» **Work to be completed**: Can you rescale the rows from the very beginning up to and including the line with "496 89 L 447", repeating every line, requests included, with each coordinate in the answers multiplied by 0.8 and rounded to a whole number, halves up? Leave the pictures out.

Image region outline records
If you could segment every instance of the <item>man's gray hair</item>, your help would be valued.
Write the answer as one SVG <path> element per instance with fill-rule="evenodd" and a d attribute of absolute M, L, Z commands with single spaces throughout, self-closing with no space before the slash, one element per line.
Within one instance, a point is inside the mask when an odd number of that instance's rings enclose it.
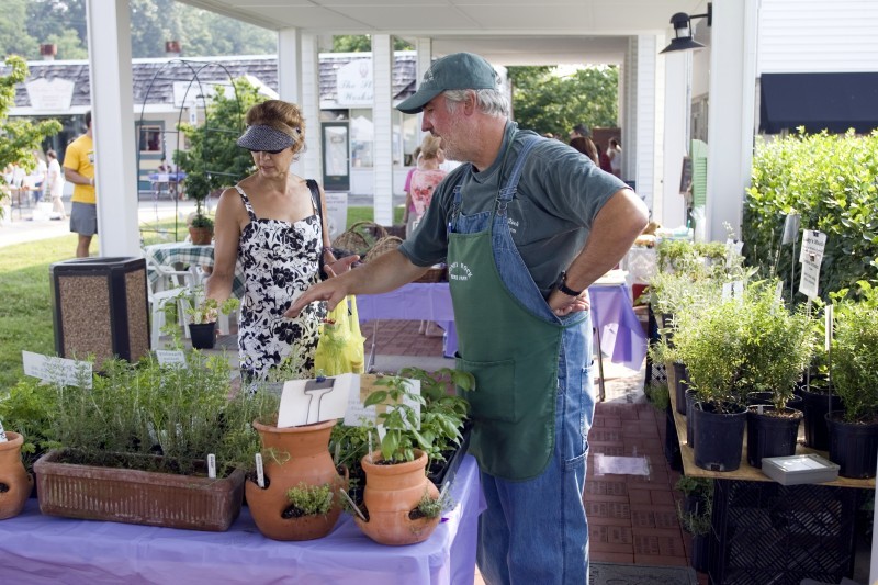
<path fill-rule="evenodd" d="M 496 89 L 447 89 L 443 94 L 446 97 L 446 108 L 448 108 L 448 111 L 454 112 L 458 109 L 458 104 L 466 99 L 466 93 L 469 91 L 475 92 L 479 110 L 483 114 L 493 116 L 509 115 L 509 100 Z"/>

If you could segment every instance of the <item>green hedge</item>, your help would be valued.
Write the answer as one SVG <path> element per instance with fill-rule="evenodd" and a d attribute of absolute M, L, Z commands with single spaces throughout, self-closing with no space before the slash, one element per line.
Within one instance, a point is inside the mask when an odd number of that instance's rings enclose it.
<path fill-rule="evenodd" d="M 878 131 L 869 136 L 800 133 L 756 145 L 742 235 L 747 263 L 773 270 L 790 285 L 792 246 L 780 246 L 784 220 L 826 234 L 820 295 L 878 277 Z M 796 243 L 796 283 L 801 265 Z M 779 254 L 778 254 L 779 250 Z M 801 295 L 799 297 L 803 299 Z"/>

» **Result below**:
If you could segment every instance of the <item>man's gray hair</item>, your help would be valued.
Write the answer as one SVG <path> element per instance with fill-rule="evenodd" and a d attribute of absolute M, L, Z commands with single spaces throughout, self-closing with no space before the slash, one element per line.
Within one instance, a point is inside the mask when an odd number of that instance's rings enclose it.
<path fill-rule="evenodd" d="M 397 71 L 358 71 L 354 75 L 357 78 L 357 86 L 358 86 L 358 89 L 363 90 L 366 87 L 366 83 L 373 79 L 373 74 L 375 73 L 380 74 L 383 88 L 386 91 L 394 93 L 407 92 L 407 80 Z"/>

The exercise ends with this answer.